SET PROBLEM>
Find each line in the material below that contains the word "silver", and copy those lines.

DATA PROVIDED>

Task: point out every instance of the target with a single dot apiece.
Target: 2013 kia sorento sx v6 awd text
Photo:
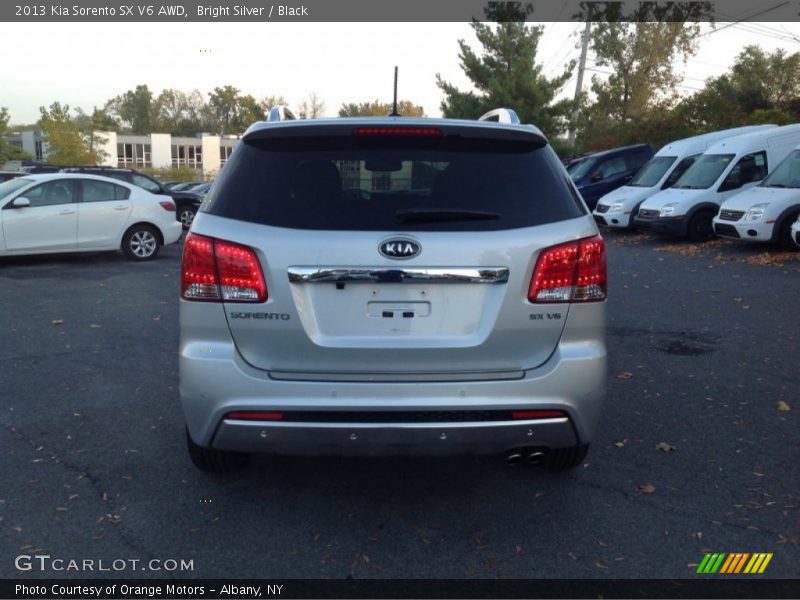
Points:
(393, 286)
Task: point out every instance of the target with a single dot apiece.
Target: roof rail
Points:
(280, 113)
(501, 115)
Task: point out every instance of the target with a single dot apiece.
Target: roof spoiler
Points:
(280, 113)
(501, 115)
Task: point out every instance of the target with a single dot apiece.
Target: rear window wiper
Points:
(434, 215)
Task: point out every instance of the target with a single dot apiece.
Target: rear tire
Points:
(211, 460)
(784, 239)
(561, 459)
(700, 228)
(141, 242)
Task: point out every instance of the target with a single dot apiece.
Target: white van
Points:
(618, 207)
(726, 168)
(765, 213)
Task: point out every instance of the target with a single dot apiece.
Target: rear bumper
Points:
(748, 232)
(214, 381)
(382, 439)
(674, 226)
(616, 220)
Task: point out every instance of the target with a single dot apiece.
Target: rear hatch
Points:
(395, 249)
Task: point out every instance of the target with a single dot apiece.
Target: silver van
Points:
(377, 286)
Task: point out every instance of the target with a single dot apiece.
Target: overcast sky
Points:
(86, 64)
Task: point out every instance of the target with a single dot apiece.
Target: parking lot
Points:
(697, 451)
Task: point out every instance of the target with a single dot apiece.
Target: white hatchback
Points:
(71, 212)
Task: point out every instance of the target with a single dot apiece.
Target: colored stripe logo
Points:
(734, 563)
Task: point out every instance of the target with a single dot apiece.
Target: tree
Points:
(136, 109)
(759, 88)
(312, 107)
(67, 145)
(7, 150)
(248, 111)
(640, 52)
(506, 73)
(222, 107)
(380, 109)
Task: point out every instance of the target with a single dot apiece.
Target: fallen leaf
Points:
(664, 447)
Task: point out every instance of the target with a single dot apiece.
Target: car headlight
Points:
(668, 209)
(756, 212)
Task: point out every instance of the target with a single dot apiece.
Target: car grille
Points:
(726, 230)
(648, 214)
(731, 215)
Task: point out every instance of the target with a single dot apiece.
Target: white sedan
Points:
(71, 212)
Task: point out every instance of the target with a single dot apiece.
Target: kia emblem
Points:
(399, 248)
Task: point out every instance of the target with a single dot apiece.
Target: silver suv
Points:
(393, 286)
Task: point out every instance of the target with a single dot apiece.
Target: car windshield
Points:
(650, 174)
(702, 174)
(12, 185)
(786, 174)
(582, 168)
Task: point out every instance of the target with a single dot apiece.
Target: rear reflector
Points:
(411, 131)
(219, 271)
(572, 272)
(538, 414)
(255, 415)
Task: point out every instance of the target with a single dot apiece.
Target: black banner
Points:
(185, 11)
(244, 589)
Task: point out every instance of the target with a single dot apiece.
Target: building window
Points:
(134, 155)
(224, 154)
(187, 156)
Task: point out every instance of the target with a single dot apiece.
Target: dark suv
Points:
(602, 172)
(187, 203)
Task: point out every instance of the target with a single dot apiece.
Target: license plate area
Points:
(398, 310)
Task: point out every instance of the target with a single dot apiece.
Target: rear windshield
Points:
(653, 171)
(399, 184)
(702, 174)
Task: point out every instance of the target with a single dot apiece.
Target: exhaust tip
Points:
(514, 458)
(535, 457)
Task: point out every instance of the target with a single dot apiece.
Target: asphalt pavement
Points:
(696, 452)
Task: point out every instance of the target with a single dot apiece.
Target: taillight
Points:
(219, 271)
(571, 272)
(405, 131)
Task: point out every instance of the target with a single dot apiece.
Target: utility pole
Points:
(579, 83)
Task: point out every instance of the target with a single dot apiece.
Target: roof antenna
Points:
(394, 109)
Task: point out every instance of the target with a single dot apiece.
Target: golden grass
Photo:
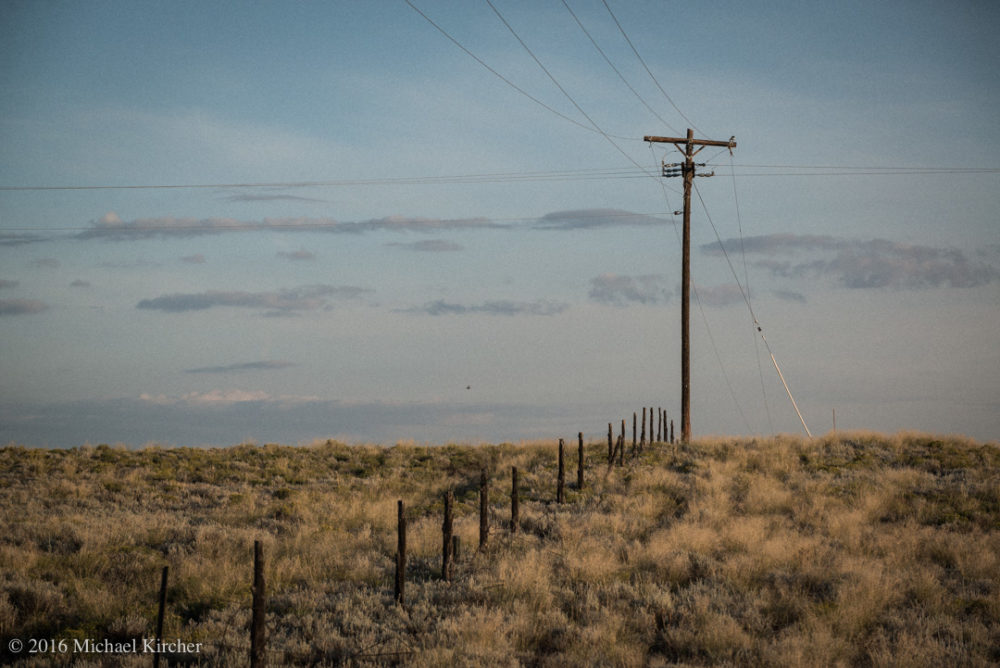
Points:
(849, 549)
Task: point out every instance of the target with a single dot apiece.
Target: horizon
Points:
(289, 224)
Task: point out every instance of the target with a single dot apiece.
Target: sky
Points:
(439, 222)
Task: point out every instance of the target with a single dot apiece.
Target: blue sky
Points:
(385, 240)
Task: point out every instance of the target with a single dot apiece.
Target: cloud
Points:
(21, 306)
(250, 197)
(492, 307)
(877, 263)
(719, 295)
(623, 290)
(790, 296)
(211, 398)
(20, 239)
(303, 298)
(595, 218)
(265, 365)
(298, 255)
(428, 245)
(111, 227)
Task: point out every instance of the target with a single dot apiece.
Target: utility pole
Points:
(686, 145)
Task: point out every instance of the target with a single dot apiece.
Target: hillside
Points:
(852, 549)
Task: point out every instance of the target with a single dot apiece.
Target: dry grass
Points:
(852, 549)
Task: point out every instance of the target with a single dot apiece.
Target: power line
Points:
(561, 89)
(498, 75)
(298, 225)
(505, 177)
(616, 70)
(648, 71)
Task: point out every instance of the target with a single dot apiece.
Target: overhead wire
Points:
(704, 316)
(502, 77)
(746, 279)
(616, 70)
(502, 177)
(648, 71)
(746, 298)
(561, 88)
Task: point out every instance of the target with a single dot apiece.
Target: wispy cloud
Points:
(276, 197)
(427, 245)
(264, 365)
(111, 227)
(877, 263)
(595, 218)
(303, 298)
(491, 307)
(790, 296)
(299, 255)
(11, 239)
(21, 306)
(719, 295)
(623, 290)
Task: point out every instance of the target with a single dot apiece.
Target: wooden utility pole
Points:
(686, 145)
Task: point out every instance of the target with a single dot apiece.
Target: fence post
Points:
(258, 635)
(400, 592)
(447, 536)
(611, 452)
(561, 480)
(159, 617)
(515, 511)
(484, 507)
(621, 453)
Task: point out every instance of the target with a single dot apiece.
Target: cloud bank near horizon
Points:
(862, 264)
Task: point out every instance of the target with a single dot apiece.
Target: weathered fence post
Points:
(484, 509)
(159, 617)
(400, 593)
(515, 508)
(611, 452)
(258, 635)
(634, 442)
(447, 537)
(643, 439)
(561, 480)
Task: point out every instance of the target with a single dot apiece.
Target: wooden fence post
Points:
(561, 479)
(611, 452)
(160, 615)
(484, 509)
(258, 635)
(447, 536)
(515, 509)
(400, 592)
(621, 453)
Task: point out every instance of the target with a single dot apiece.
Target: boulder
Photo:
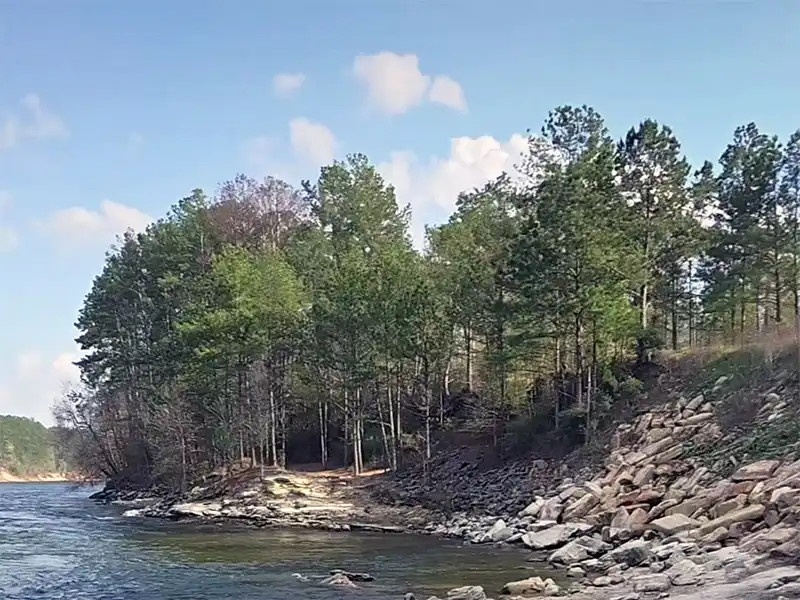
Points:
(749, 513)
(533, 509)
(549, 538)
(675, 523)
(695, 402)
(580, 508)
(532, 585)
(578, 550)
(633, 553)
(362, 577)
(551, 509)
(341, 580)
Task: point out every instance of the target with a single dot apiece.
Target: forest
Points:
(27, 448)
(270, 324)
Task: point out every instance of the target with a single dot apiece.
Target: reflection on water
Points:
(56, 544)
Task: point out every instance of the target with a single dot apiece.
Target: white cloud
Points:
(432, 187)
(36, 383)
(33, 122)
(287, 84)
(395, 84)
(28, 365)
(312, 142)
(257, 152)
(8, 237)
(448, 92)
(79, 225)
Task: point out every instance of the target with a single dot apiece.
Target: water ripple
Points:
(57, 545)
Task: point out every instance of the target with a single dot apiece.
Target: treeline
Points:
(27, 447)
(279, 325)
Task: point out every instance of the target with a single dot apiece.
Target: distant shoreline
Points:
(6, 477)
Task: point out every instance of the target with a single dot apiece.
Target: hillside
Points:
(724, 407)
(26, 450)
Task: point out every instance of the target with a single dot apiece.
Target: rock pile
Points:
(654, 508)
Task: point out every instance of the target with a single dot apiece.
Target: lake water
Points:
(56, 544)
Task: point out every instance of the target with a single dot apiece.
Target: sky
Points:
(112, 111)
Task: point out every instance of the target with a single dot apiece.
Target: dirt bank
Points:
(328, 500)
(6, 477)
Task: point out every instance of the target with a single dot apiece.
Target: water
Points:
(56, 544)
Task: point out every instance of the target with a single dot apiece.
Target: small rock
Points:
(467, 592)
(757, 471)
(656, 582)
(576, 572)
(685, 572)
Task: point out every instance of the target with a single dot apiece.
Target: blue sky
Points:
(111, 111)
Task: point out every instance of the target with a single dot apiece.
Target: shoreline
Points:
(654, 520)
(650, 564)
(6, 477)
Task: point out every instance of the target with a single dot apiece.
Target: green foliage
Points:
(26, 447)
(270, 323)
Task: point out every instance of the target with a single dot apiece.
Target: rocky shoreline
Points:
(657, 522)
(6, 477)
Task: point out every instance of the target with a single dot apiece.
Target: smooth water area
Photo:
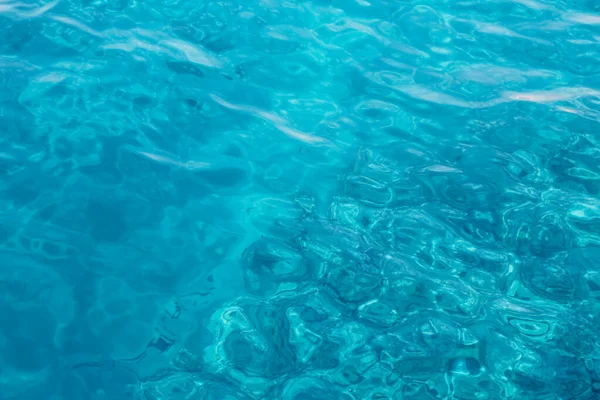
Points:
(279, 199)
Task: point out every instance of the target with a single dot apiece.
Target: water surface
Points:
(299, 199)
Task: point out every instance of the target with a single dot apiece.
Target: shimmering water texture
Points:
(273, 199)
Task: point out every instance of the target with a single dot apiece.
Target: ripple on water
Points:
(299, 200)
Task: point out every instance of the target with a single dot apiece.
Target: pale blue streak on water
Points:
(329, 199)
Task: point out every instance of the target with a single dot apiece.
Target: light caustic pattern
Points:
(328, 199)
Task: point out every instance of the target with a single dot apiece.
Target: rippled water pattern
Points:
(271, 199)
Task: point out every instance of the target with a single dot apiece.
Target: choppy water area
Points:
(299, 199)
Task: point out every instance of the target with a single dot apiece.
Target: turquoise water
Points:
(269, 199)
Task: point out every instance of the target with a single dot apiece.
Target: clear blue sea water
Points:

SOLUTION>
Target: silver van
Target: silver suv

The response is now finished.